(TASKS TO COMPLETE)
1. What two situations do the programs in the assignment description model?
2. Rewrite the assignment description from "Assignment by David" to "here, video here.", putting "Google Meet" in place of "Zoom".

(DOCUMENT EXTRACT)
Due: Tue Feb 28 11:59 pm
Late submissions accepted until Thu Mar 2 11:59 pm

Assignment by David Mazières and John Ousterhout, with modifications by Nick Troccoli, Benjamin Xie and Xiyu Zhang. Ethics case study includes material from Kathleen Creel.

Assignment 4 Overview Session: Tues 2/21 4PM on Zoom (link on Canvas). Note that the session is recorded and will be posted to the course website shortly after it’s over. Slides here, video here.

In this project you will reflect on the impact of complexities in writing multithreaded code and evaluating trust, and implement code using the "monitor" pattern to complete two synchronization problems. For the programs you will write, one is for passengers boarding Caltrain, and another is for grouping together guests at a party, and your task is to implement a class for each with the necessary instance variables and code to make the threads coordinate properly.

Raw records
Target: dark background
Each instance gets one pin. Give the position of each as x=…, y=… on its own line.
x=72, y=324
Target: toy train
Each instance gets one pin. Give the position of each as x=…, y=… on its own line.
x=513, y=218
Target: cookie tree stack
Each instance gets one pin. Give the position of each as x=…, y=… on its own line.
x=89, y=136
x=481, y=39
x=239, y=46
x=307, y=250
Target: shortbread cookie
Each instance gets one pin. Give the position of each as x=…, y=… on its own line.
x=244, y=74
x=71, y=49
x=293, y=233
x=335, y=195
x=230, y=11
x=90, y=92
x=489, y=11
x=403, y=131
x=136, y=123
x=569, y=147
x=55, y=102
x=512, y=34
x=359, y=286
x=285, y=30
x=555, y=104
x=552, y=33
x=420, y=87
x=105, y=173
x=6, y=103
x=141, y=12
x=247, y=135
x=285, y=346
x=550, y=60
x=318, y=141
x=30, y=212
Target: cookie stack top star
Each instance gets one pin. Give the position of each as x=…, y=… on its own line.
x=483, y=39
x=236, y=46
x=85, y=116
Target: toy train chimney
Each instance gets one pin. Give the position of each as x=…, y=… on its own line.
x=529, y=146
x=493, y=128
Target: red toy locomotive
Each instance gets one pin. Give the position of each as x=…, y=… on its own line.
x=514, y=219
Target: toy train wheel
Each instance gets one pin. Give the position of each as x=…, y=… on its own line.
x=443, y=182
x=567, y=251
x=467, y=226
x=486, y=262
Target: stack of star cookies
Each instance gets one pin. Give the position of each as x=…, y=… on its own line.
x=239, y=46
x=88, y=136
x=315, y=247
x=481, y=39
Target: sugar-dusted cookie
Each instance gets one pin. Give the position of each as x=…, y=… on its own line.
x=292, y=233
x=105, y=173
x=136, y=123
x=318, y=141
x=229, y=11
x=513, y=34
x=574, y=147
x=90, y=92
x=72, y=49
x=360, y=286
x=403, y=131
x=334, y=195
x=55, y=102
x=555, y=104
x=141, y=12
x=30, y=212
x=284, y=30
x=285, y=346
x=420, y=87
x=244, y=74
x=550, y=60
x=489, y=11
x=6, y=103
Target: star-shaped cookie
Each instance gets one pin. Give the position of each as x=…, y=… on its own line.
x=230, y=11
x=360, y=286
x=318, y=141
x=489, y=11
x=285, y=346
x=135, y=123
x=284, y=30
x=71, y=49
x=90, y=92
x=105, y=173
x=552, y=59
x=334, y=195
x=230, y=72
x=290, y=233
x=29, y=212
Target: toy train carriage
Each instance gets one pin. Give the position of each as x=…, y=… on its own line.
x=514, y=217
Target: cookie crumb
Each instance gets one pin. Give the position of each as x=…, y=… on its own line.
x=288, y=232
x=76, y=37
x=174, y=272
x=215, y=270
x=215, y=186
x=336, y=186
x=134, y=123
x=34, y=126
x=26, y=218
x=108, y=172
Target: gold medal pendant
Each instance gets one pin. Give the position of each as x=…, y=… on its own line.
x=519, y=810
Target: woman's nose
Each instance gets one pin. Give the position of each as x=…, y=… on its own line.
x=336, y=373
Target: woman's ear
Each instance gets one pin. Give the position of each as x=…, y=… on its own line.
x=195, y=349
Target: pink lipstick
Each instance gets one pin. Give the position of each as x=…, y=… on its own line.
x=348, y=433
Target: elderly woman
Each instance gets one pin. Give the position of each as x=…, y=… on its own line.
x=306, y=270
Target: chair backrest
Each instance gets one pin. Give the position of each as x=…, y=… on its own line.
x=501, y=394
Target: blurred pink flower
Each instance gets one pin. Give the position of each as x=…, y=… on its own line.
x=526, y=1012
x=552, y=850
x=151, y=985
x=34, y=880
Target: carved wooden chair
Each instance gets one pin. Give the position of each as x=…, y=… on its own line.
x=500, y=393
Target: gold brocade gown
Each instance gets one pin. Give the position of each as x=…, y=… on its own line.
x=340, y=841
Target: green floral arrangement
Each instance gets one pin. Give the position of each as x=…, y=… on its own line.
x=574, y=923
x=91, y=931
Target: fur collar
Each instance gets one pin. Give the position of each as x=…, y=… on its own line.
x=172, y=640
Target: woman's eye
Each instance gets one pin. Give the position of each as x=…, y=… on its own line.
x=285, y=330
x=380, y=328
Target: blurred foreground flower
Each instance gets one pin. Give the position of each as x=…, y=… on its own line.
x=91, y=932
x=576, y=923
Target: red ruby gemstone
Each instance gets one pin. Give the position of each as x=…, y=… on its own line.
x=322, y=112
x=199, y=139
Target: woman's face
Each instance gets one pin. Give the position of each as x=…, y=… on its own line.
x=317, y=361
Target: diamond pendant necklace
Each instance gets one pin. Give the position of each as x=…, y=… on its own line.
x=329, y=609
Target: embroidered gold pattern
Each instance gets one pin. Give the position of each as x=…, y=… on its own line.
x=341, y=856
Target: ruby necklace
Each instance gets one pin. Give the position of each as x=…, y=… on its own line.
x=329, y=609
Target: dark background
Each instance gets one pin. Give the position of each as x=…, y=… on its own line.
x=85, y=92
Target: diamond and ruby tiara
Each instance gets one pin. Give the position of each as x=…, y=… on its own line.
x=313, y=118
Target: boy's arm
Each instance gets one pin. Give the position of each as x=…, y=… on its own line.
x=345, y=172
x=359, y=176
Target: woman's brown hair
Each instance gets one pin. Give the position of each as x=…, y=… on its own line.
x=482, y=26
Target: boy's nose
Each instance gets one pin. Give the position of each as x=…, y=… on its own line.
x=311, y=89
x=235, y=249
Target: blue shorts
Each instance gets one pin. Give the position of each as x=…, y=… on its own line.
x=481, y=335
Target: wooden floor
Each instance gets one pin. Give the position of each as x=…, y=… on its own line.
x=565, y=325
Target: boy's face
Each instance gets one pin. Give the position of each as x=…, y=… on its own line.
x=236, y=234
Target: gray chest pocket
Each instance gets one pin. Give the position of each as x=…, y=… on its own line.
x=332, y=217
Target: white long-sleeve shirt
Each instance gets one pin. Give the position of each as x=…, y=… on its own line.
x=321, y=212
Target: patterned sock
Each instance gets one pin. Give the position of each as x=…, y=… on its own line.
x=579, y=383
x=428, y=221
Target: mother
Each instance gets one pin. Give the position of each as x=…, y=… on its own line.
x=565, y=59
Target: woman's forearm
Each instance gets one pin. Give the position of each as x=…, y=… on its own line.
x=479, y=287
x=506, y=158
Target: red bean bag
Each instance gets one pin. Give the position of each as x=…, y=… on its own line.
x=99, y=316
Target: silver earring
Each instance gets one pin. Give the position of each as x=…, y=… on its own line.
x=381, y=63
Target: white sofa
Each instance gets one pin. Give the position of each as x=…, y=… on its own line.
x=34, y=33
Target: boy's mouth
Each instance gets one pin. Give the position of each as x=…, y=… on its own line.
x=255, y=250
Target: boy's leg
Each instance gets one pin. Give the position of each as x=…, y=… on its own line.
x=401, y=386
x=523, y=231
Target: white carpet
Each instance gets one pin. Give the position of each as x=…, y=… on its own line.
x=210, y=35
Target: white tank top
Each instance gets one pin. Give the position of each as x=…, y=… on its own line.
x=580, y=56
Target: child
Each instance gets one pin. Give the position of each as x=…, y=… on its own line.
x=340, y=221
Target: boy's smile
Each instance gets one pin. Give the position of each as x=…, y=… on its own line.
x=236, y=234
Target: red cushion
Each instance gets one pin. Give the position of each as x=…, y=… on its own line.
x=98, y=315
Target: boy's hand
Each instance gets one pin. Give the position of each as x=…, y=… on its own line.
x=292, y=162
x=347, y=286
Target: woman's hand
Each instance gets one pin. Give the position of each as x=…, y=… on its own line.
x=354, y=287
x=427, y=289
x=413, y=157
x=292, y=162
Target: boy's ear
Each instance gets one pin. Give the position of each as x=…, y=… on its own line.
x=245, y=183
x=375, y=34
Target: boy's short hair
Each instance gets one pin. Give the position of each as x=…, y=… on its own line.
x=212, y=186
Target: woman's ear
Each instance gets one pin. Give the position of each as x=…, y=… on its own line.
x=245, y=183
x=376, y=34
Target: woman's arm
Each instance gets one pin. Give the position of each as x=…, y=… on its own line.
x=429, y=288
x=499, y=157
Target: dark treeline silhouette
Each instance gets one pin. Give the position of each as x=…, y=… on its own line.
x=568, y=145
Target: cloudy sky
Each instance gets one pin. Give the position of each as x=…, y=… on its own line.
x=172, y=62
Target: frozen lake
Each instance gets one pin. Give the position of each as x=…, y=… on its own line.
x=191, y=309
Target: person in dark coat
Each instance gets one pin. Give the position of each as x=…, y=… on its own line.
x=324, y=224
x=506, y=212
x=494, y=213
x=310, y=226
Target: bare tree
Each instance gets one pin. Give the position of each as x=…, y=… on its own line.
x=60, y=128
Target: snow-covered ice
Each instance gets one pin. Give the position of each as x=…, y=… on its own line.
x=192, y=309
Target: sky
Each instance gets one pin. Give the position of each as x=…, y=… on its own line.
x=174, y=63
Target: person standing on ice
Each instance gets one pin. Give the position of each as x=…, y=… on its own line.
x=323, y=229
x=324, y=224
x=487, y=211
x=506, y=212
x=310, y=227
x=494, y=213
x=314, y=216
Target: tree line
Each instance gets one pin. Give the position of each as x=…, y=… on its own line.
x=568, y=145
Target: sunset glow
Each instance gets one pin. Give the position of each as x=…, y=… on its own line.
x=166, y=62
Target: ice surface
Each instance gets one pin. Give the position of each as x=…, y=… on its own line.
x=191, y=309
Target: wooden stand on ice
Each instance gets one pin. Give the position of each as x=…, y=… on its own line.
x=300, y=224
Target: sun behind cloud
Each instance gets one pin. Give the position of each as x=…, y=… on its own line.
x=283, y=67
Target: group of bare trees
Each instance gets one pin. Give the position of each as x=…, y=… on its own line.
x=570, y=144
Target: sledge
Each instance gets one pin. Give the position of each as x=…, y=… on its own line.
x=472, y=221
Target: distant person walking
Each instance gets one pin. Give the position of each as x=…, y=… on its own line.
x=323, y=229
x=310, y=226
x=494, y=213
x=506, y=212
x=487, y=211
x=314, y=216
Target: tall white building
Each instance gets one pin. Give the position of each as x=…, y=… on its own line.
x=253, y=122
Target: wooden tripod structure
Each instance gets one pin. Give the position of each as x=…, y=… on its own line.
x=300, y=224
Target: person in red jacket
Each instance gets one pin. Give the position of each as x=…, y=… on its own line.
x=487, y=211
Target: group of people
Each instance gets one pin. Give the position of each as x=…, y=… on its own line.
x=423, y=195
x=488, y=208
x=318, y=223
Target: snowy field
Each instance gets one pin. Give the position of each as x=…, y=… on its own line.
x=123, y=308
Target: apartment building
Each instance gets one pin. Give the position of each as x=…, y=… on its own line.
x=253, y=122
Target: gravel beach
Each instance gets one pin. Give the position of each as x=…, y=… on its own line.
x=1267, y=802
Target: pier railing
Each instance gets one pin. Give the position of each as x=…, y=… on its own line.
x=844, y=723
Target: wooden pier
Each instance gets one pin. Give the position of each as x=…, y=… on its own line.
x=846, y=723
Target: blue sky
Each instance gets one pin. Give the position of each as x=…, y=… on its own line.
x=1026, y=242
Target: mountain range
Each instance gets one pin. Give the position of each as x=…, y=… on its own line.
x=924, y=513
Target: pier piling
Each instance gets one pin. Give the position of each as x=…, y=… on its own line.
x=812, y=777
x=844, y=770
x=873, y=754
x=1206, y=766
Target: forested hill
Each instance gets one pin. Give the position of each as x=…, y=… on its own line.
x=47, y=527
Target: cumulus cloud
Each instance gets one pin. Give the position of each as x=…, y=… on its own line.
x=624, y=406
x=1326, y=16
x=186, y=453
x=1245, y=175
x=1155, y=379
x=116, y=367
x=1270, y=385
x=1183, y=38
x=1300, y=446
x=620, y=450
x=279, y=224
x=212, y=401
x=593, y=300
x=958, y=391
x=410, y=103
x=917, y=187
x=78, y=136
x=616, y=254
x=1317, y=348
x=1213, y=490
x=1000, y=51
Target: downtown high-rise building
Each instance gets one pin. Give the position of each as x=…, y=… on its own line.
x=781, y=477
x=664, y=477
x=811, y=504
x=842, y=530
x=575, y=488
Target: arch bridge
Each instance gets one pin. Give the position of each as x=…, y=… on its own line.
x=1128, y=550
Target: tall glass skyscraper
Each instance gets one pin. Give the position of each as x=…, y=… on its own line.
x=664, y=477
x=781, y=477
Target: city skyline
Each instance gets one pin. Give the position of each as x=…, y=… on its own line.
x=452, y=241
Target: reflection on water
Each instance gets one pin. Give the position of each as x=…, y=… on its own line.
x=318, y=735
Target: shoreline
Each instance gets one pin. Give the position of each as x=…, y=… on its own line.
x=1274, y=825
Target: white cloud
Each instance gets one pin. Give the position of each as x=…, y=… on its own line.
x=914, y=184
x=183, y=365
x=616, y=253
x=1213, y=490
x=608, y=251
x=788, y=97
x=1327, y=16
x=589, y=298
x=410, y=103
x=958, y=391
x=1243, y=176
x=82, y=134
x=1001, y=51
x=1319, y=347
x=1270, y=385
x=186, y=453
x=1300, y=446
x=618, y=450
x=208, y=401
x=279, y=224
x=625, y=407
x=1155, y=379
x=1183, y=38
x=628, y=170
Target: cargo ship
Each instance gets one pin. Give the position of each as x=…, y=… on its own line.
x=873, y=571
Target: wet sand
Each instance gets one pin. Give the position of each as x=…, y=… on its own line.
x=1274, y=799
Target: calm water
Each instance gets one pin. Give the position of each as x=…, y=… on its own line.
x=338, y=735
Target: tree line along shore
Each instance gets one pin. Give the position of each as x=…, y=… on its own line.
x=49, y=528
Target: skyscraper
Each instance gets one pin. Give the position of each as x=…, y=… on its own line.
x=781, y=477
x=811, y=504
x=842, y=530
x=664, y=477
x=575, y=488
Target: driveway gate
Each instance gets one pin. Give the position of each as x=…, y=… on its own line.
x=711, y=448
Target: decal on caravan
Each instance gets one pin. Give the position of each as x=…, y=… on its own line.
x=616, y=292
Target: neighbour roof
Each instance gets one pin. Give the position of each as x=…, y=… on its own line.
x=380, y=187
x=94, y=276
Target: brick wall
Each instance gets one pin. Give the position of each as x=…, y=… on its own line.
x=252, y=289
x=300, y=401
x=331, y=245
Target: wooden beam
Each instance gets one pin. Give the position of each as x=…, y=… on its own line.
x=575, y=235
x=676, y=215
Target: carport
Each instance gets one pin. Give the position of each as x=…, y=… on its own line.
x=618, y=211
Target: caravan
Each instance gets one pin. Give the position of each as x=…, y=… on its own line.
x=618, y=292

(RESULTS FOR EACH TASK)
1. Passengers boarding Caltrain and guests being grouped together at a party.

2.
Assignment by David Mazières and John Ousterhout, with modifications by Nick Troccoli, Benjamin Xie and Xiyu Zhang. Ethics case study includes material from Kathleen Creel.

Assignment 4 Overview Session: Tues 2/21 4PM on Google Meet (link on Canvas). Note that the session is recorded and will be posted to the course website shortly after it’s over. Slides here, video here.